* **Excerpted data**:
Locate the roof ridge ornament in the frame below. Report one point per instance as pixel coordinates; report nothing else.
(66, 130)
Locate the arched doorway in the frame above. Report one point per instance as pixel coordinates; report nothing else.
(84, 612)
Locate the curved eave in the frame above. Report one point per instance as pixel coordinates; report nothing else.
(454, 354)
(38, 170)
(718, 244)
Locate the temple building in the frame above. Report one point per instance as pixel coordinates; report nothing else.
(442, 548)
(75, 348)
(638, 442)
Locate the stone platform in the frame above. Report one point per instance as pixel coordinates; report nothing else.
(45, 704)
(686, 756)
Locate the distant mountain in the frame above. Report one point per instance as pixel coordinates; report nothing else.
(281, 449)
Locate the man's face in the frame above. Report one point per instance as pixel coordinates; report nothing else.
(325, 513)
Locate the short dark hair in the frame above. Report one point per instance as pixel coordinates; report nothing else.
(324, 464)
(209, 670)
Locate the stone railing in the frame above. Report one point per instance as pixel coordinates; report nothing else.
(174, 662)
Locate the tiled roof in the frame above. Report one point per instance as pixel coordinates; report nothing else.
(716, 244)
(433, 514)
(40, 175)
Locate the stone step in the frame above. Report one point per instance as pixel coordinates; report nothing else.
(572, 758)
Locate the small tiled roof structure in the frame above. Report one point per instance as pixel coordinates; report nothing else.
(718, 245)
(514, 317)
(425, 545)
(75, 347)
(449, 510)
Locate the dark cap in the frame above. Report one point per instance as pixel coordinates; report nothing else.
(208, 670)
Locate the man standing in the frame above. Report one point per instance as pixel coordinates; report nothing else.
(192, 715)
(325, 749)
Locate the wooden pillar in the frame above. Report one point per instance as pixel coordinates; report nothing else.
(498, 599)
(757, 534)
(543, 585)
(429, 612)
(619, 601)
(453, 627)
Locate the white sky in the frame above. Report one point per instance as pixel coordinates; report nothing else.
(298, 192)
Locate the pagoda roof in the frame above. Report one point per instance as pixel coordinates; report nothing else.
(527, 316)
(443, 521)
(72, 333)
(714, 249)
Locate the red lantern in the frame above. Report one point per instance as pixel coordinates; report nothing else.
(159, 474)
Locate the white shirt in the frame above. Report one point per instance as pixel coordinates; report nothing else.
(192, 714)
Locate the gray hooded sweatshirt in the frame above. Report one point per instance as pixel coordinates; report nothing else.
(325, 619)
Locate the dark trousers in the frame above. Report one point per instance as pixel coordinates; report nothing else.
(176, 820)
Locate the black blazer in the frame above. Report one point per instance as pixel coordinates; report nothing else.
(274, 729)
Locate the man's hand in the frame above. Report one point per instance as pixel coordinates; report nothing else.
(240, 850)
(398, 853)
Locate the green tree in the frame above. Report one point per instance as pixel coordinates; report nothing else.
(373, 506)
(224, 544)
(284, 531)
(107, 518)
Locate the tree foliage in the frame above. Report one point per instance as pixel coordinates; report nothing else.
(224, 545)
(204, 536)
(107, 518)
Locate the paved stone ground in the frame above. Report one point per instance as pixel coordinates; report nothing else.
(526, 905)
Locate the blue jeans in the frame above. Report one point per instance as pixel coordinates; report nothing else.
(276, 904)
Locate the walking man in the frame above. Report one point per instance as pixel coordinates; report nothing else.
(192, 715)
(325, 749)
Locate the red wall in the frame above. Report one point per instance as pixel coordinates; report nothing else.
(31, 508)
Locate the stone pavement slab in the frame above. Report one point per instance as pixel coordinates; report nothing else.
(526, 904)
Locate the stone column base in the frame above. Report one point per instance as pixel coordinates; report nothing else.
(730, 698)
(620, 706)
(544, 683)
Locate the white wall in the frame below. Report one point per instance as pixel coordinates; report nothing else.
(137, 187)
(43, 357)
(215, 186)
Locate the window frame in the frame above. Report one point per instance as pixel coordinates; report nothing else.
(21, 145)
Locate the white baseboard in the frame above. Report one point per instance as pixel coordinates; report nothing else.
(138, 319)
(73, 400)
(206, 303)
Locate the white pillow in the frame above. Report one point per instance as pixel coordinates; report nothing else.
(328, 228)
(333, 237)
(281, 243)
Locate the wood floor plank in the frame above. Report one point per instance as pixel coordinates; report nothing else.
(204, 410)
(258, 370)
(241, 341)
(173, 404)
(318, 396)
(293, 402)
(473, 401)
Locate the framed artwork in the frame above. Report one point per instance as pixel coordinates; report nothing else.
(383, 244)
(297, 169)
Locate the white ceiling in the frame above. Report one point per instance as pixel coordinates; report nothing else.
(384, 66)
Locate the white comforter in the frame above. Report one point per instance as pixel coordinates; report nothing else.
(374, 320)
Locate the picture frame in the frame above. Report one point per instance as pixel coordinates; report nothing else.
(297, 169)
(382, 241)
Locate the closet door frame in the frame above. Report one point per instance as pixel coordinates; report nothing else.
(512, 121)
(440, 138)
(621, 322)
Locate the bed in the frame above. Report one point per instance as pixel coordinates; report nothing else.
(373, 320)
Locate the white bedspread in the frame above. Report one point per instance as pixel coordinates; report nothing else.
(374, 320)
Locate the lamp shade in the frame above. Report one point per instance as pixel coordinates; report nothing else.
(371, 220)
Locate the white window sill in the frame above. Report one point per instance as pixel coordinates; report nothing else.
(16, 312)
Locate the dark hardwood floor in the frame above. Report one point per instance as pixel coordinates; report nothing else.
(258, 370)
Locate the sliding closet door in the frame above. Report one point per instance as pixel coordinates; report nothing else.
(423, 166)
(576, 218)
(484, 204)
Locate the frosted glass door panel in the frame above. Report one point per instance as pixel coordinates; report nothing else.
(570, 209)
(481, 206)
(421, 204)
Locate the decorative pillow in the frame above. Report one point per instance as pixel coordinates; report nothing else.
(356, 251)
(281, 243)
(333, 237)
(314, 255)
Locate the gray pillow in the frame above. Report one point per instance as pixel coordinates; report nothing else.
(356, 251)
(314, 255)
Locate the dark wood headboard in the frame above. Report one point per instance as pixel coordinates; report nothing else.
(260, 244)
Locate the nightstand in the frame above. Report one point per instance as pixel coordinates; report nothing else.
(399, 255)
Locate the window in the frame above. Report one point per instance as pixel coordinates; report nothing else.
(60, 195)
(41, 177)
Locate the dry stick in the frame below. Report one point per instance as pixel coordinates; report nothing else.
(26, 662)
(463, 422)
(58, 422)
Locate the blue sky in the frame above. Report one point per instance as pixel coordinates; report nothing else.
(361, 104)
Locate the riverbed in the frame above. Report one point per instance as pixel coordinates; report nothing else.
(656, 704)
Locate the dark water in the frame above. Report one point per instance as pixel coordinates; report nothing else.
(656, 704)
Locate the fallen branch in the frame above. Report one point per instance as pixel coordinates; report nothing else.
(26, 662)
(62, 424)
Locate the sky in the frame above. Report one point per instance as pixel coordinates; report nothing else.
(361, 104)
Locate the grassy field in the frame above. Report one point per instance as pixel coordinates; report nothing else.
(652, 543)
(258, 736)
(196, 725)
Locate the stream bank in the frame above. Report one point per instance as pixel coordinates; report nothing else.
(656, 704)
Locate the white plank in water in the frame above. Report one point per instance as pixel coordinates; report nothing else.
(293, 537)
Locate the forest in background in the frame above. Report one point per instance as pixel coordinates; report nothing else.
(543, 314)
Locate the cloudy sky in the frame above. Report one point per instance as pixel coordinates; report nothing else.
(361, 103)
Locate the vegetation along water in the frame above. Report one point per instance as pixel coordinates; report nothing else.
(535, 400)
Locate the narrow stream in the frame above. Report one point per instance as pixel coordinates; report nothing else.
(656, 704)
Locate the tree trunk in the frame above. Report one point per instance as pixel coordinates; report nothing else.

* **Task to carry out**:
All of the lines above need to be given again exactly.

* **Result**:
Locate the roof ridge ornament in the frame below. Report one point per instance as pixel coordinates; report nothing else.
(66, 130)
Locate the arched doorway in the frame above. Report one point per instance as pixel coordinates; report nothing else.
(84, 612)
Locate the curved eave in the frame above. Report one point per instance as pixel coordinates; report nothing else.
(454, 354)
(38, 170)
(718, 244)
Locate the temple building in the frame above. Report one point per instance as pixel coordinates; report nothing else.
(442, 548)
(75, 348)
(638, 442)
Locate the stone platform in the frame above. Report one point per instance as pixel coordinates; report nothing else.
(45, 704)
(686, 756)
Locate the distant mountain in the frame above. Report one point per instance as pixel coordinates; report nothing else.
(281, 449)
Locate the man's face in the frame above. Report one point per instance as pixel coordinates; report nothing else.
(325, 513)
Locate the short dark hair in the frame above. Report one point per instance as pixel coordinates; report nothing else.
(324, 464)
(209, 670)
Locate the stone railing in the frame above. Report one point per instance as pixel coordinates; report nothing else.
(174, 662)
Locate the tiled roof in the frame above. Report one point per instance as pixel coordinates; report nothing else.
(716, 244)
(433, 514)
(40, 175)
Locate the stone step in the frame above. Report one point per instance as pixel coordinates; report nothing else.
(572, 758)
Locate the small tiled roof structure in the frame above. Report one point per instance as pixel coordinates; report nothing else.
(718, 245)
(514, 317)
(425, 545)
(75, 347)
(449, 510)
Locate the dark cap in the frame above. Report one point per instance as pixel coordinates; report nothing else.
(208, 670)
Locate the man standing in the frame above. Report one point per instance as pixel coordinates; report nothing else.
(192, 715)
(325, 749)
Locate the wooden pillar in the frame above. Report one point per instance as pixel coordinates; report nothing else.
(498, 599)
(757, 534)
(543, 585)
(429, 612)
(619, 601)
(453, 627)
Locate the white sky in the frame above. Report one point per instance as pixel coordinates; report nothing else.
(298, 192)
Locate the pagoda roof in the frame above. Report one point per instance as pixel coordinates; report nothing else.
(527, 316)
(443, 521)
(72, 333)
(714, 249)
Locate the red lantern in the frame above. Report one point per instance as pixel coordinates; report nothing else.
(159, 474)
Locate the white shirt in the frame above. Report one point per instance as pixel coordinates; report nothing else.
(192, 714)
Locate the gray hooded sweatshirt in the frame above. Report one point per instance as pixel coordinates; report nothing else.
(325, 619)
Locate the dark trousers in the frame above. Report one point per instance as pixel coordinates; report nothing else.
(176, 820)
Locate the black blazer in the frame above. Report one point per instance as pixel coordinates; report nothing else.
(274, 729)
Locate the man's hand in the frame above. Report one point per instance as pixel coordinates; report nothing else.
(240, 850)
(398, 853)
Locate the green tree in the frame above. Report one point per instance as pixel coordinates; report nothing else.
(373, 506)
(224, 544)
(284, 531)
(107, 518)
Locate the tree foliage in the frame above. Report one point per instance as pixel coordinates; report nothing else.
(224, 545)
(204, 536)
(107, 518)
Locate the paved stone ground in the frame above. Report one point per instance as pixel coordinates; report nothing else.
(526, 905)
Locate the blue jeans in the frame above. Report one point per instance as pixel coordinates; report nothing else.
(276, 904)
Locate the walking man in the frame above. Report one point per instance as pixel coordinates; report nothing else.
(192, 715)
(325, 749)
Locate the red wall in the frame above. Report one point per instance as pixel coordinates; report nothing else.
(31, 508)
Locate the stone pavement slab in the frame above. Report one point per instance as pixel coordinates; report nothing else.
(526, 904)
Locate the stone column base in the frame above. Report one point per instance as pixel coordinates; report nothing else.
(730, 698)
(620, 706)
(544, 683)
Locate the white wall in the frame below. Report one point per instance as pixel coordinates; report nothing else.
(137, 187)
(43, 357)
(215, 186)
Locate the window frame in the frame above. Report one point per instance as pixel coordinates; report nothing else.
(21, 145)
Locate the white baseboard in the frame above. Report one point per instance as pixel coordinates; report nothing else.
(138, 319)
(73, 400)
(206, 303)
Locate the white pillow in the frame above. Report one point per instance as pixel coordinates; report nothing else.
(328, 228)
(333, 237)
(281, 243)
Locate the wood floor plank in the frame above. Report one point per instance as pixel coordinates; report nothing else.
(204, 410)
(258, 370)
(241, 341)
(173, 404)
(318, 396)
(293, 402)
(473, 401)
Locate the framed artwork in the frame above. Report one point per instance as pixel coordinates; report nothing else.
(383, 244)
(297, 169)
Locate the white ceiling in the frame above. Report one point per instance as pixel coordinates; report nothing else.
(384, 66)
Locate the white comforter in the frame above. Report one point per instance as pixel coordinates; report nothing else.
(374, 320)
Locate the picture frame in the frame above. Report one point per instance as pixel coordinates; report nothing else.
(297, 169)
(382, 241)
Locate the closet door frame in the frame above. Report one point per instance as pixel coordinates; report nothing else.
(512, 121)
(440, 138)
(621, 322)
Locate the bed in the frame above. Report one point per instance as pixel coordinates; report nothing else.
(373, 320)
Locate the white bedspread in the frame above. Report one point per instance as pixel coordinates; report nothing else.
(374, 320)
Locate the lamp shade in the frame above. Report one point per instance as pixel coordinates; report nothing else.
(371, 220)
Locate the white window sill in the frame above. Report one point per instance as pixel coordinates; report nothing else.
(16, 312)
Locate the dark hardwood floor in the frame above. Report one point per instance as pixel coordinates; report nothing else.
(258, 370)
Locate the sliding closet door in the frame above. Report one point per instance as pixel coordinates; report nothing else.
(423, 166)
(576, 218)
(484, 204)
Locate the frosted glass door panel in the frame above. Report one point per instance as pixel coordinates; report nothing else.
(570, 209)
(481, 206)
(421, 204)
Locate the decorative pillow in the frame above. Report one point per instance as pixel coordinates; report nothing else.
(356, 251)
(281, 243)
(333, 237)
(314, 255)
Locate the gray pillow in the frame above. Report one point per instance as pixel coordinates; report nothing else.
(356, 251)
(314, 255)
Locate the dark wood headboard in the frame above. Report one point per instance as pixel coordinates; report nothing else.
(260, 244)
Locate the nightstand in the frame above. Report one point per instance as pixel coordinates; report nothing else.
(399, 255)
Locate the window in the frame above. Report one point per instance as pixel coordinates; report nothing else.
(60, 195)
(41, 177)
Locate the dry stick in the frame below. Report one point per instance as pixel coordinates; report nothing else.
(26, 662)
(463, 422)
(58, 422)
Locate the blue sky in the frame above. Report one point per instance as pixel coordinates; report nothing else.
(361, 104)
Locate the riverbed in the frame above. Report one point per instance as pixel coordinates; report nothing else.
(656, 704)
Locate the dark water in the frame above. Report one point per instance as pixel coordinates; report nothing else.
(656, 704)
Locate the fallen branch in the frame above. Report one point per instance as pixel coordinates; report nothing else.
(26, 662)
(62, 424)
Locate the sky in the frame above. Report one point per instance as pixel coordinates; report nothing else.
(361, 104)
Locate the grassy field in the frame above. Report one point per instance as pixel coordinates; report nothing else.
(652, 543)
(258, 736)
(196, 725)
Locate the stream bank in the frame above. Report one point per instance as pixel coordinates; report nothing else.
(656, 704)
Locate the white plank in water in the frame above. Report one point per instance as pixel coordinates; report nothing else.
(293, 537)
Locate the forest in background in the frame above. Report one point per instance as pixel coordinates; report nothing else.
(543, 314)
Locate the cloudy sky in the frame above. Report one point per instance as pixel coordinates; report nothing else.
(361, 103)
Locate the vegetation along water in the frame above. Report one point per instance as pixel coordinates; report nothing else.
(535, 400)
Locate the narrow stream in the frame above. Report one point per instance as pixel coordinates; report nothing else.
(656, 704)
Locate the tree trunk in the frame above. Report one point per instance as pixel coordinates; report nothing else.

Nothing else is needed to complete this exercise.